EXERCISE> Please reproduce the stretch of records from the start through the line containing "64 127 L 54", requests included, scaling every coordinate in the answer outlines by 1.45 and rounding each to a whole number, with halves rounded up. Keep the numbers in the requests and their layout samples unchanged, and leave the pictures out of your answer.

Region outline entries
====

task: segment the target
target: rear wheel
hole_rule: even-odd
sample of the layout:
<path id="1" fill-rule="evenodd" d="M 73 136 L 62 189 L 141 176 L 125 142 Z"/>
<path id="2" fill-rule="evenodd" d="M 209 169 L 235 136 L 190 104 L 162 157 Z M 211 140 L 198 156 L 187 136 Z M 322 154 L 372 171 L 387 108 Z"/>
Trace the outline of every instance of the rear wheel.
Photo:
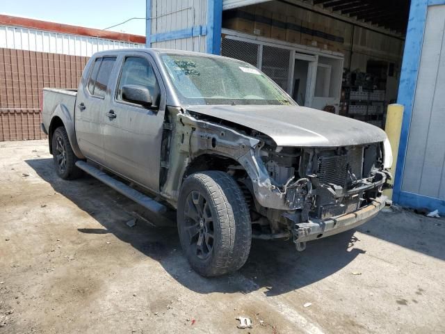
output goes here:
<path id="1" fill-rule="evenodd" d="M 64 127 L 54 131 L 52 138 L 53 161 L 56 173 L 63 180 L 73 180 L 82 175 L 82 170 L 77 168 L 79 160 L 71 148 L 68 134 Z"/>
<path id="2" fill-rule="evenodd" d="M 247 260 L 250 217 L 241 189 L 228 174 L 212 170 L 187 177 L 179 194 L 177 223 L 186 257 L 200 274 L 233 272 Z"/>

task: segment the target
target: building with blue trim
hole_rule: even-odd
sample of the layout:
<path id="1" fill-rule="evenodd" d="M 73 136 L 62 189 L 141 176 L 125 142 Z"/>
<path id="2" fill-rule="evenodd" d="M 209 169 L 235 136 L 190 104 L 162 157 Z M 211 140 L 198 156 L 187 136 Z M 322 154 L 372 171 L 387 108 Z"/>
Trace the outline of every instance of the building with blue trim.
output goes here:
<path id="1" fill-rule="evenodd" d="M 385 105 L 397 102 L 405 109 L 394 201 L 445 214 L 445 0 L 362 2 L 147 0 L 147 46 L 248 61 L 298 103 L 331 104 L 340 114 L 343 93 L 354 89 L 345 88 L 345 72 L 386 71 Z M 272 33 L 261 31 L 266 24 Z M 298 42 L 289 40 L 290 31 Z M 382 127 L 385 115 L 364 120 Z"/>
<path id="2" fill-rule="evenodd" d="M 394 200 L 445 214 L 445 0 L 412 0 Z"/>

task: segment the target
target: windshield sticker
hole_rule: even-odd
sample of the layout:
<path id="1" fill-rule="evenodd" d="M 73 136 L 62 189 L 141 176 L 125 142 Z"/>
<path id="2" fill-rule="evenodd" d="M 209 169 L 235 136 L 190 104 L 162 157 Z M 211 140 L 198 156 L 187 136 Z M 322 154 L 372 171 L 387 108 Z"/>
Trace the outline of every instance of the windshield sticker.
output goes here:
<path id="1" fill-rule="evenodd" d="M 195 70 L 196 63 L 192 61 L 188 60 L 175 60 L 176 65 L 175 70 L 177 73 L 184 72 L 186 75 L 200 75 L 200 72 Z"/>
<path id="2" fill-rule="evenodd" d="M 242 66 L 239 66 L 239 69 L 245 73 L 250 73 L 251 74 L 261 74 L 259 71 L 258 71 L 258 70 L 255 70 L 254 68 L 243 67 Z"/>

====

COMPLETE RESPONSE>
task: segment the target
target: rear wheel
hole_rule: even-odd
sample of the layout:
<path id="1" fill-rule="evenodd" d="M 73 136 L 62 189 L 141 176 L 125 142 Z"/>
<path id="2" fill-rule="evenodd" d="M 209 169 L 235 136 L 190 104 L 162 157 Z M 211 140 L 198 156 L 187 136 Z M 322 154 L 372 171 L 387 108 Z"/>
Trace the outline of every instance of the rear wheel.
Photo:
output goes here:
<path id="1" fill-rule="evenodd" d="M 93 184 L 78 190 L 75 200 L 77 233 L 81 251 L 91 261 L 106 261 L 119 254 L 119 247 L 112 244 L 115 232 L 103 215 L 99 194 Z"/>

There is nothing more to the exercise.